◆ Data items
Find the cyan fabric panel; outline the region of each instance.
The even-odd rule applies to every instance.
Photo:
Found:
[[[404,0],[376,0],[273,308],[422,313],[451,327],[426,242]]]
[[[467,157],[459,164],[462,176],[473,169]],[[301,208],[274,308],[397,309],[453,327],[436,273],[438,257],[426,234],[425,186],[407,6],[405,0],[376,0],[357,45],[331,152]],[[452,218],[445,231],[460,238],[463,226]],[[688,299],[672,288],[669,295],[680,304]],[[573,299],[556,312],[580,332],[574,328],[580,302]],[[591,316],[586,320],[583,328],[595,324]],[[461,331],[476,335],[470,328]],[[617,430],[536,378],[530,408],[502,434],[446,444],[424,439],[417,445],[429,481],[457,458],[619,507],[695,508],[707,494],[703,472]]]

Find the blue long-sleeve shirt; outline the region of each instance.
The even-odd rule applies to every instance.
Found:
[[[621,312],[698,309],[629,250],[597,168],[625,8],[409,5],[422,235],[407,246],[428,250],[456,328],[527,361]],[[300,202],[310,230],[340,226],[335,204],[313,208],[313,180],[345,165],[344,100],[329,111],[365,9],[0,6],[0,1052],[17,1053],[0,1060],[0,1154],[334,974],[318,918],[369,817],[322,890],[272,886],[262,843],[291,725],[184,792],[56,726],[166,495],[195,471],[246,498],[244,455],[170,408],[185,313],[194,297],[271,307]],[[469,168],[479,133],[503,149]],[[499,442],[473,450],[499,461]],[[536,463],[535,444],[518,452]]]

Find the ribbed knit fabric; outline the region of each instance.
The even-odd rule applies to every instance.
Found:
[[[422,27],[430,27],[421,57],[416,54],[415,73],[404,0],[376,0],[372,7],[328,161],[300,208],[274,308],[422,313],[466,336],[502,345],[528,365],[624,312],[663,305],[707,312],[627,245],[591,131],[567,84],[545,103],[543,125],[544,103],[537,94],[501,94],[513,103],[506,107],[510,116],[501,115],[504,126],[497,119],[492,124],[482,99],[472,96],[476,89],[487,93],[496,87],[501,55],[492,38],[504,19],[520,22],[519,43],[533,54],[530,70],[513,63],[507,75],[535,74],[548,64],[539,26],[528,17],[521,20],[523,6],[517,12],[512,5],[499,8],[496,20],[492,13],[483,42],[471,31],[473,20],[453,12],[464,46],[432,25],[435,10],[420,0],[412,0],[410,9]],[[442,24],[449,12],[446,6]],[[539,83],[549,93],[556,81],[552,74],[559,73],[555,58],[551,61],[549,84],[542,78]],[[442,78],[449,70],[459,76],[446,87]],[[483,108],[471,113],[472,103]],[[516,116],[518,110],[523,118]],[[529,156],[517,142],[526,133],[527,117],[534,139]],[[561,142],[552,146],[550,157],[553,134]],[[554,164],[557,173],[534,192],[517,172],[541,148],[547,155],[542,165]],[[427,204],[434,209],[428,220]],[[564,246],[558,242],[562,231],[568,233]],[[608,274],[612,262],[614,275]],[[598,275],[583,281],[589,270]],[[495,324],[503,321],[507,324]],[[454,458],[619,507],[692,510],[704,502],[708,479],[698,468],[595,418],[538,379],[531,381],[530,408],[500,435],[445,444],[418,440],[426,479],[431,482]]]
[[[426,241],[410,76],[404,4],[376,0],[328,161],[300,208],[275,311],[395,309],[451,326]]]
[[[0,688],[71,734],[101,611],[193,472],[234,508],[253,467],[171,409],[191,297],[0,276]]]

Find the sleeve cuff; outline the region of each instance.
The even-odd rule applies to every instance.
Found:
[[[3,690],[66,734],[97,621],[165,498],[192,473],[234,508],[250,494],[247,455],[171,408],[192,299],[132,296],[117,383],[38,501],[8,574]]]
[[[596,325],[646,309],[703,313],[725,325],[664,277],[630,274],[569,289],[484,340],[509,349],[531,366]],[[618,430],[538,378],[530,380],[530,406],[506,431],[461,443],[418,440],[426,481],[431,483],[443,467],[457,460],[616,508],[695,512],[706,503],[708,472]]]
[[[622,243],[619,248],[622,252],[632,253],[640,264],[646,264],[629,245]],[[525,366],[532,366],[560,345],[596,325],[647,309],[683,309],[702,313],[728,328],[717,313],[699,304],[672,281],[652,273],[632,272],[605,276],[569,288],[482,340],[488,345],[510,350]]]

◆ TRY IT
Print the entire set of records again, exactly.

◆ RESPONSE AREA
Find the cyan fabric panel; outline the region of each instance.
The even-odd rule applies to every instance.
Photo:
Found:
[[[404,0],[376,0],[273,308],[422,313],[451,327],[426,242]]]
[[[467,157],[459,164],[462,176],[473,169]],[[301,208],[274,308],[397,309],[453,327],[436,273],[438,257],[426,234],[425,186],[407,6],[405,0],[376,0],[357,45],[331,152]],[[452,218],[445,231],[460,238],[463,226]],[[688,299],[672,288],[669,295],[680,304]],[[573,299],[556,312],[580,332],[574,328],[580,302]],[[591,316],[586,320],[583,328],[595,324]],[[461,331],[476,335],[470,328]],[[617,430],[536,378],[530,408],[502,434],[446,444],[424,439],[417,445],[429,481],[457,458],[619,507],[695,508],[707,494],[703,472]]]

Find the blue long-sleeve shirt; outline the region of each instance.
The even-odd rule applies to every instance.
Found:
[[[621,312],[698,309],[629,250],[597,168],[625,8],[409,5],[422,235],[407,246],[428,250],[456,328],[527,361]],[[300,202],[310,230],[340,226],[335,204],[313,208],[313,180],[345,165],[344,100],[329,111],[365,9],[0,6],[0,1052],[17,1053],[0,1060],[0,1154],[334,974],[318,918],[369,817],[322,890],[272,886],[262,843],[291,725],[184,792],[56,726],[166,495],[195,471],[246,498],[244,455],[170,408],[185,313],[194,297],[271,307]],[[469,168],[479,133],[503,149]],[[499,442],[473,450],[499,461]],[[536,463],[535,444],[518,452]]]

Find the ribbed knit fabric; outline the region of each instance.
The even-odd rule applies to every instance.
Found:
[[[422,27],[430,27],[421,57],[416,54],[415,73],[404,0],[376,0],[372,7],[328,161],[300,208],[274,308],[422,313],[466,336],[502,345],[528,365],[624,312],[663,305],[707,312],[627,245],[591,131],[567,84],[545,103],[543,125],[544,103],[537,94],[501,94],[513,103],[506,107],[510,116],[501,115],[504,126],[497,119],[492,124],[482,99],[472,96],[476,89],[487,93],[496,87],[501,55],[492,38],[504,19],[520,22],[519,43],[533,54],[530,70],[513,63],[507,75],[535,74],[548,64],[539,26],[528,17],[521,20],[523,6],[517,12],[512,5],[499,8],[496,20],[492,13],[483,42],[471,31],[473,20],[453,12],[464,46],[432,25],[435,10],[420,0],[412,0],[410,9]],[[442,24],[449,12],[446,6]],[[539,83],[549,93],[556,81],[552,74],[559,73],[555,58],[551,61],[549,84],[542,78]],[[442,78],[449,70],[459,76],[446,87]],[[483,108],[471,113],[472,103]],[[516,116],[518,110],[523,118]],[[529,156],[517,142],[526,133],[527,117],[534,139]],[[561,142],[552,146],[550,157],[553,134]],[[554,164],[557,173],[534,192],[517,172],[541,148],[547,155],[542,165]],[[427,204],[434,209],[428,220]],[[564,246],[558,242],[562,231],[568,233]],[[608,274],[612,262],[614,275]],[[598,275],[583,281],[589,270]],[[495,324],[503,321],[507,324]],[[454,458],[619,507],[692,510],[704,502],[708,479],[698,468],[595,418],[538,379],[531,381],[530,408],[500,435],[445,444],[418,440],[426,479],[431,482]]]
[[[426,241],[410,76],[404,4],[376,0],[328,161],[300,208],[275,311],[395,309],[451,326]]]
[[[0,688],[71,734],[101,611],[193,472],[234,508],[253,467],[171,409],[191,297],[0,276]]]

Find the sleeve cuff; outline the region of each instance.
The even-odd rule applies to every instance.
Found:
[[[3,690],[66,734],[97,621],[165,498],[192,473],[234,508],[250,494],[247,455],[171,408],[192,299],[132,296],[117,383],[38,501],[8,574]]]
[[[596,325],[646,309],[703,313],[725,325],[664,277],[630,274],[569,289],[484,340],[509,349],[531,366]],[[618,430],[538,378],[530,380],[530,406],[506,431],[461,443],[418,440],[426,481],[431,483],[443,467],[457,460],[616,508],[695,512],[706,503],[708,472]]]
[[[622,243],[619,248],[622,252],[632,253],[640,264],[646,264],[629,245]],[[525,366],[532,366],[560,345],[596,325],[647,309],[683,309],[702,313],[728,328],[717,313],[699,304],[672,281],[652,273],[632,272],[605,276],[569,288],[482,340],[488,345],[510,350]]]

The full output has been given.